* [PAGE EXTRACT]
+---+
The report indicates that although this time frame is down from 12 years in 2022, it is still nearly double the pre-COVID-19 pandemic norm.
“Higher home prices and intensified competition have pushed typical down payments higher, at the same time that inflation and rising household expenses have reduced savings rates,” Realtor.com chief economist Danielle Hale said in the report.
“Although conditions have improved since 2022, today’s timeline shows that saving for a home takes meaningfully longer than it did before the pandemic, especially in high-cost markets.”
According to the report, Americans’ personal savings rate averaged 5.1 percent of their savings so far for 2025, dipping below the pre-COVID-19 pandemic level of 6.5 percent. Hale said higher home prices and increased competition have pushed down payments even higher.
The report shows that in the third quarter of 2019, the average buyer paid nearly $14,000 as a down payment. By the third quarter of 2025, that average had jumped to $30,400.
In many ultra-expensive coastal metropolitan areas, saving for a typical down payment can take 20 years or even more than 35 years, said Hannah Jones, Realtor.com senior research analyst.
“In high-cost markets, the typical down payment alone exceeds a full year of household income,” Jones said in the report. “That reality makes homeownership feel unattainable for many buyers, particularly younger households trying to enter the market for the first time.”
Five California locations were included among those metros requiring the longest time to save for a down payment. Even with a median household income of $166,033, potential homeowners in the San Jose–Sunnyvale–Santa Clara metro area would need an average of $304,000 for a down payment. Saving 5.1 percent of their annual income would produce more than $8,400 and take about 36 years of savings to cover their down payments.
Conversely, many Southern metro regions require less than five years of savings for a typical down payment.
+---+
* [RECORDS SHOWN]

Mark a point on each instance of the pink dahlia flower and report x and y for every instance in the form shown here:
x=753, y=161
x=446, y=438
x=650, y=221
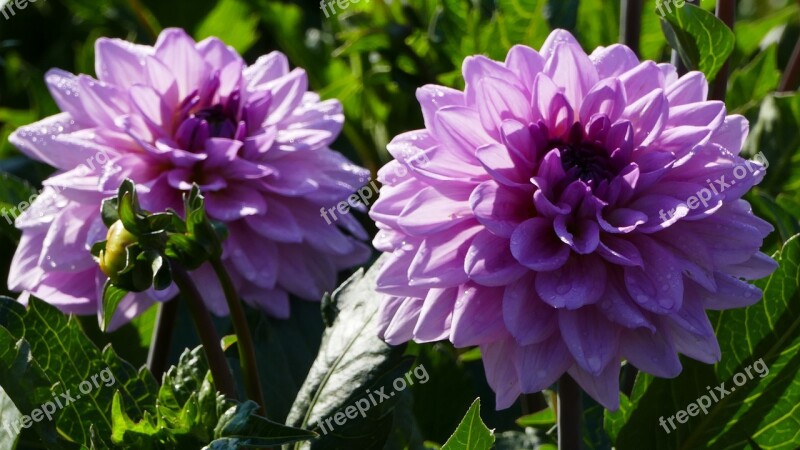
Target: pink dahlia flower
x=253, y=138
x=572, y=211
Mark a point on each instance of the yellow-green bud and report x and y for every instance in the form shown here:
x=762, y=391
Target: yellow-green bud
x=113, y=259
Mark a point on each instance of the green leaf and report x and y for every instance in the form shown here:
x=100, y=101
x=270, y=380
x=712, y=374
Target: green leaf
x=545, y=417
x=112, y=297
x=352, y=359
x=9, y=414
x=750, y=84
x=775, y=135
x=233, y=22
x=472, y=433
x=760, y=348
x=703, y=41
x=61, y=358
x=243, y=423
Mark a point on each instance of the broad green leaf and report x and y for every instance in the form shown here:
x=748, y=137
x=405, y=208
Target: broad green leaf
x=68, y=359
x=242, y=422
x=545, y=417
x=233, y=22
x=703, y=41
x=352, y=360
x=285, y=351
x=749, y=85
x=760, y=367
x=112, y=297
x=598, y=23
x=775, y=135
x=472, y=433
x=9, y=414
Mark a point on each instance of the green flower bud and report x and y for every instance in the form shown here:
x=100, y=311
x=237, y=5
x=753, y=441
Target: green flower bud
x=113, y=258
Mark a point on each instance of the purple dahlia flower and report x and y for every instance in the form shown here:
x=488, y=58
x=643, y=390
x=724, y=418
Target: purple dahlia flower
x=253, y=138
x=567, y=214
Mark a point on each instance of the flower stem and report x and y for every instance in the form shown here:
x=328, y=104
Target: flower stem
x=162, y=338
x=631, y=24
x=247, y=353
x=676, y=58
x=791, y=75
x=569, y=414
x=726, y=12
x=208, y=334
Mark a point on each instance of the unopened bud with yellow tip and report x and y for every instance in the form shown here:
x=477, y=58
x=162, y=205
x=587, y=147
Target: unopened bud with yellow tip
x=113, y=258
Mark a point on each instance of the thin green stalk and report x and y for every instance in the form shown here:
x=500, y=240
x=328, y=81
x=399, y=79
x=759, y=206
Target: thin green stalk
x=247, y=352
x=569, y=414
x=220, y=370
x=162, y=338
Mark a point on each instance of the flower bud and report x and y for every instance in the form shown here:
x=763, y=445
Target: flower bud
x=113, y=258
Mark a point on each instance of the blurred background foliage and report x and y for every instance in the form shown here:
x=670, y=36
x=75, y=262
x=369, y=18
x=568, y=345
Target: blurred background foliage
x=372, y=55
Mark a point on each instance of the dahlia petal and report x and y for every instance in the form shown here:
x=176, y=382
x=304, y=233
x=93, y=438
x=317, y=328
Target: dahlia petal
x=526, y=317
x=287, y=93
x=540, y=365
x=401, y=327
x=235, y=202
x=500, y=209
x=432, y=98
x=613, y=61
x=580, y=282
x=477, y=316
x=570, y=68
x=439, y=262
x=607, y=98
x=177, y=50
x=434, y=210
x=525, y=62
x=732, y=133
x=642, y=80
x=460, y=131
x=690, y=88
x=603, y=387
x=489, y=261
x=535, y=245
x=731, y=293
x=436, y=315
x=618, y=307
x=37, y=141
x=499, y=100
x=304, y=274
x=584, y=236
x=274, y=302
x=648, y=115
x=706, y=114
x=650, y=352
x=65, y=90
x=553, y=106
x=619, y=251
x=501, y=373
x=25, y=270
x=64, y=247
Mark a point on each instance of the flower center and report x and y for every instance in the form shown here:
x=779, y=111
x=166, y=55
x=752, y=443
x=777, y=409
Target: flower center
x=220, y=123
x=585, y=161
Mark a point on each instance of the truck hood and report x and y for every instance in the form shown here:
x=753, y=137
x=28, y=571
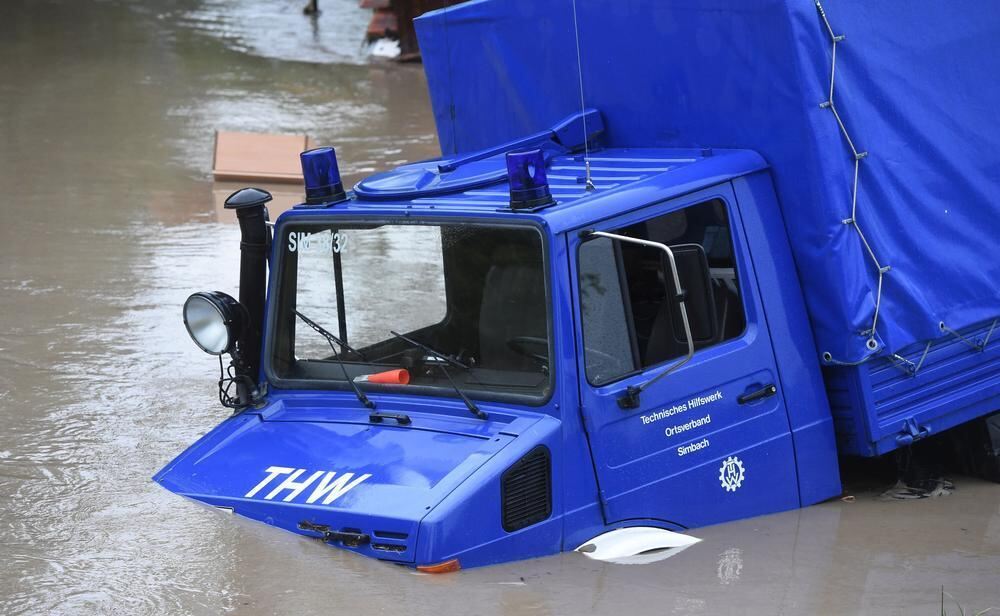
+---+
* [ABOUT THIS EXERCISE]
Continue the report on how long Americans need to save for a home down payment from where it stops, without repeating any of it.

* [RESULT FOR THIS EXERCISE]
Using the 5.1 percent annual savings model, homebuyers in the Texas metro of San Antonio–New Braunfels would need to save for a little more than a year to make a $5,000 down payment on an average-priced home. The household income is a little more than $77,000 per year.
Additional affordable metros include Birmingham, Alabama; Jacksonville, Florida; Tucson, Arizona; and Oklahoma City.
Despite down payment challenges, the report concludes that about 75 percent of Americans still consider owning a home to be part of the American dream.
“Median asking rent for zero to two-bedroom units fell for the [28th] consecutive month on a year-over-year basis,” the report states.
The rental peak in 2022 was $1,735, 2.5 percent higher than the November 2025 rent. By comparison, the national rent for zero- to two-bedroom units was $1,445 in November 2019.
The report states that some of the country’s most affordable rentals can be found in Buffalo, New York, at an average of $1,176 per month; St. Louis, at $1,305; Detroit–Dearborn, Michigan, at $1,337; and Austin, Texas, at $1,388.
Jones said potential homeowners should practice saving consistently, even in small amounts.
“In today’s market, building that financial cushion can make a real difference when buyers are ready to act,” she said in the report.